Only the line containing "of the building" and those after it, up to the end of the records below, are to be set down, exactly as written.

[Image-grounded pointing data]
'''

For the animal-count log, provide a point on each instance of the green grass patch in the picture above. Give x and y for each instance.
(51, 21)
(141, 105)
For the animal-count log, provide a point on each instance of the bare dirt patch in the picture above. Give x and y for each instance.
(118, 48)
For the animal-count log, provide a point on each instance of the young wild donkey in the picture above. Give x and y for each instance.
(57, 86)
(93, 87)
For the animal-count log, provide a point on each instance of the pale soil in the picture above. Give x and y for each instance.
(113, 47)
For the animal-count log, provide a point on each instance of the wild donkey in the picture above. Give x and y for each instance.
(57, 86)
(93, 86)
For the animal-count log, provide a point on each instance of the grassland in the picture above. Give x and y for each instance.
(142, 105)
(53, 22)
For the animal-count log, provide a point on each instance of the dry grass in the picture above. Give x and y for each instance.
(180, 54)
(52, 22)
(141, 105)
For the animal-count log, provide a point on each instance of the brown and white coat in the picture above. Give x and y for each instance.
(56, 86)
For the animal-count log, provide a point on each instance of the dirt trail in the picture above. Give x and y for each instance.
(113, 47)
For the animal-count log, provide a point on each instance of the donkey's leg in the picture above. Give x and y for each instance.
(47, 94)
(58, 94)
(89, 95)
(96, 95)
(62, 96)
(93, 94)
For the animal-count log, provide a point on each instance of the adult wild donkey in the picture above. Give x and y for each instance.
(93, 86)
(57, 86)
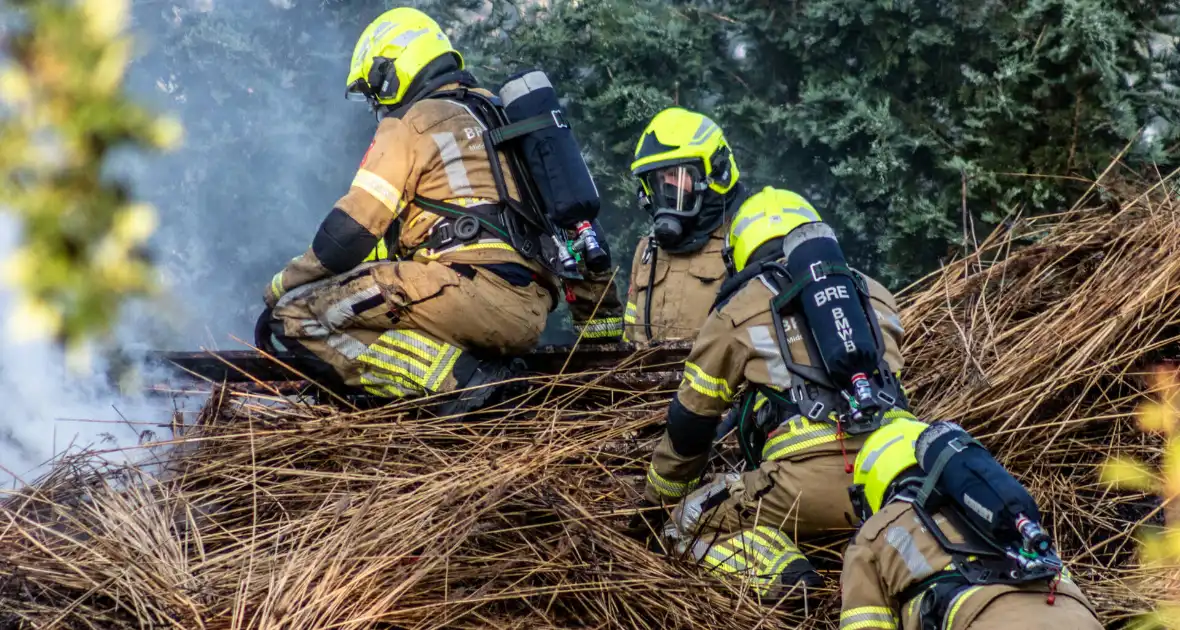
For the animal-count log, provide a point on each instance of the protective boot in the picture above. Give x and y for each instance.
(798, 585)
(482, 379)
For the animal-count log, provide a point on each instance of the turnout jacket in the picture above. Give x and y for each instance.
(434, 150)
(893, 551)
(681, 291)
(738, 346)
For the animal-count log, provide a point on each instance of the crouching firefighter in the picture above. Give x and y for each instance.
(799, 329)
(950, 540)
(447, 251)
(690, 188)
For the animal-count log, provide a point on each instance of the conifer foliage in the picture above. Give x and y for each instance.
(882, 112)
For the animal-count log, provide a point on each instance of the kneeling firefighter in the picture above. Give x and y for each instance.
(451, 240)
(950, 540)
(689, 185)
(798, 328)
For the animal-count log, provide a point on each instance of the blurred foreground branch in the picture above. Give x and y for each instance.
(64, 112)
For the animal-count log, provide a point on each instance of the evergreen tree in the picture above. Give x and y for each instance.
(880, 112)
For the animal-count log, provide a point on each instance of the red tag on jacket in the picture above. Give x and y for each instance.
(367, 151)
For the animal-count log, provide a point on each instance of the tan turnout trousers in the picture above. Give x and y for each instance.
(398, 328)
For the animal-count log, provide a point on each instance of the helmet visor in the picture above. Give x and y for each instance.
(358, 91)
(676, 190)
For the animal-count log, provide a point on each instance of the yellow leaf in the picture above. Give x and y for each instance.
(14, 86)
(166, 133)
(1171, 467)
(135, 223)
(1155, 417)
(18, 268)
(1128, 474)
(105, 18)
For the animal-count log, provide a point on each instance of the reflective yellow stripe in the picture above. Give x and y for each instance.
(380, 189)
(434, 254)
(674, 490)
(958, 603)
(864, 610)
(705, 384)
(863, 617)
(604, 327)
(410, 361)
(276, 284)
(807, 435)
(380, 253)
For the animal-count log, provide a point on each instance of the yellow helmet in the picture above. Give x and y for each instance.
(889, 452)
(680, 155)
(765, 216)
(392, 51)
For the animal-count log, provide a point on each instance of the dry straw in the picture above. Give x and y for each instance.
(269, 513)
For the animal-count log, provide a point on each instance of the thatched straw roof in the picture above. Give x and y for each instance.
(282, 514)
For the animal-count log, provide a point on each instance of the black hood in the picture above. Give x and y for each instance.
(715, 210)
(439, 72)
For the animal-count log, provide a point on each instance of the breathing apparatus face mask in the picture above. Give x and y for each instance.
(674, 198)
(381, 83)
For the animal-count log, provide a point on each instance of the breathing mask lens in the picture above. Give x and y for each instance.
(676, 190)
(358, 91)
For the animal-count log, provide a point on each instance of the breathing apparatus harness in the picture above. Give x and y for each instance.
(552, 189)
(998, 520)
(812, 393)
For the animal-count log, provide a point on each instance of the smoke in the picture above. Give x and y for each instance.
(270, 144)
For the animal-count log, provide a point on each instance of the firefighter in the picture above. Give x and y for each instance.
(798, 455)
(689, 184)
(898, 575)
(411, 286)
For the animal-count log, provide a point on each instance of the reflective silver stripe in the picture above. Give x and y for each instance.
(443, 368)
(347, 345)
(523, 85)
(342, 310)
(767, 347)
(703, 131)
(876, 453)
(903, 543)
(404, 39)
(452, 162)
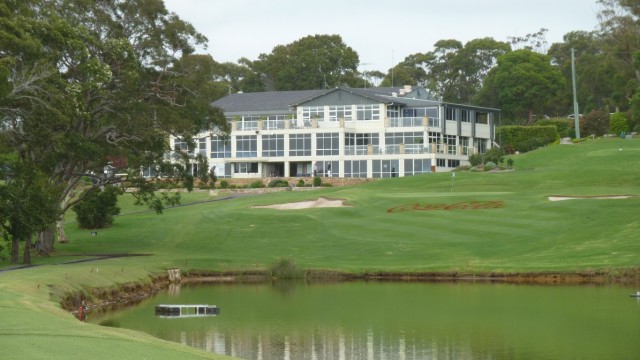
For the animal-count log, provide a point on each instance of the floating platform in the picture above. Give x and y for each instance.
(184, 311)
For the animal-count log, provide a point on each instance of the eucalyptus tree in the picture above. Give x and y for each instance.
(89, 81)
(453, 71)
(312, 62)
(522, 83)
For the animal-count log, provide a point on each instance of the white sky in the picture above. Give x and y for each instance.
(382, 32)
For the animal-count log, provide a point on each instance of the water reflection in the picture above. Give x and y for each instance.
(401, 321)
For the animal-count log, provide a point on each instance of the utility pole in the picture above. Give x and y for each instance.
(576, 113)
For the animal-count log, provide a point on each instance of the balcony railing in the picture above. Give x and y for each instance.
(413, 122)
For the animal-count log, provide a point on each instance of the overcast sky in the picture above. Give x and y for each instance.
(382, 32)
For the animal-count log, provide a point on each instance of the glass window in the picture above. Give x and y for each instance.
(464, 116)
(367, 112)
(245, 168)
(451, 144)
(450, 114)
(220, 148)
(246, 146)
(300, 145)
(313, 112)
(327, 144)
(384, 168)
(416, 166)
(355, 169)
(273, 145)
(340, 112)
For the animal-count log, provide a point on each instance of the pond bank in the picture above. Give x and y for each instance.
(131, 293)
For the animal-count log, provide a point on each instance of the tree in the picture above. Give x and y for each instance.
(99, 80)
(523, 83)
(452, 71)
(312, 62)
(28, 203)
(595, 123)
(98, 208)
(618, 123)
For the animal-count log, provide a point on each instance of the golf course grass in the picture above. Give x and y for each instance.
(473, 223)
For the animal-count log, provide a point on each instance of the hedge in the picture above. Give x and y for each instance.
(526, 138)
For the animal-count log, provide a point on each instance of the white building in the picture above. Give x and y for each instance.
(344, 132)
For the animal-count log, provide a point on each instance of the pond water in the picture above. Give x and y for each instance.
(358, 320)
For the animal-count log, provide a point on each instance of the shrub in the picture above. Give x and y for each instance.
(594, 123)
(278, 183)
(618, 123)
(490, 166)
(527, 138)
(285, 268)
(563, 126)
(97, 209)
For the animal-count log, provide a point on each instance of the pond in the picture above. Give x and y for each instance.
(363, 320)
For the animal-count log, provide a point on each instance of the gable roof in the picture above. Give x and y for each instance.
(284, 101)
(263, 101)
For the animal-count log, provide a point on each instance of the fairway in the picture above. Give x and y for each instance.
(476, 224)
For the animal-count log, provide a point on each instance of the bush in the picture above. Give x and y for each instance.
(526, 138)
(490, 166)
(278, 183)
(563, 126)
(618, 123)
(594, 123)
(285, 268)
(97, 209)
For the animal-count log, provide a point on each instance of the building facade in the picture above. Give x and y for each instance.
(344, 132)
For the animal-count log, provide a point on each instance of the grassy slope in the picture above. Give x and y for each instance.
(529, 234)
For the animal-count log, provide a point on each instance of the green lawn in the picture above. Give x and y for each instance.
(528, 233)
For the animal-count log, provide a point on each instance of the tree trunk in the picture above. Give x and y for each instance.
(44, 245)
(62, 237)
(26, 258)
(15, 249)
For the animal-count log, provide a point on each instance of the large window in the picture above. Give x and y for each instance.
(245, 168)
(361, 139)
(246, 146)
(300, 145)
(340, 112)
(464, 116)
(384, 168)
(220, 148)
(416, 166)
(313, 112)
(355, 169)
(451, 144)
(415, 137)
(327, 144)
(272, 145)
(450, 114)
(368, 112)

'''

THE COMPLETED TASK ::
For the animal-count log, provide a point on each instance of the building facade in the picture above. Give x and y for each instance.
(344, 132)
For the animal-count log, provide a point on each instance of the grassy slope in the picture above. Give x and y for each instance.
(529, 234)
For the animal-count log, provide a point on each instance of the green lawn in the picture above. Give x and y for each instance.
(528, 233)
For the animal-count log, provide a point on each instance of the tree trunk in the picture above. Give x and y for each instance.
(44, 245)
(62, 237)
(26, 258)
(15, 249)
For the animal-count log, provide a point on each instance of the large window in the picture above. Give x and y for each instance.
(245, 168)
(361, 139)
(246, 146)
(300, 145)
(340, 112)
(464, 116)
(384, 168)
(220, 148)
(416, 166)
(313, 112)
(355, 169)
(451, 144)
(415, 137)
(327, 144)
(272, 145)
(450, 114)
(368, 112)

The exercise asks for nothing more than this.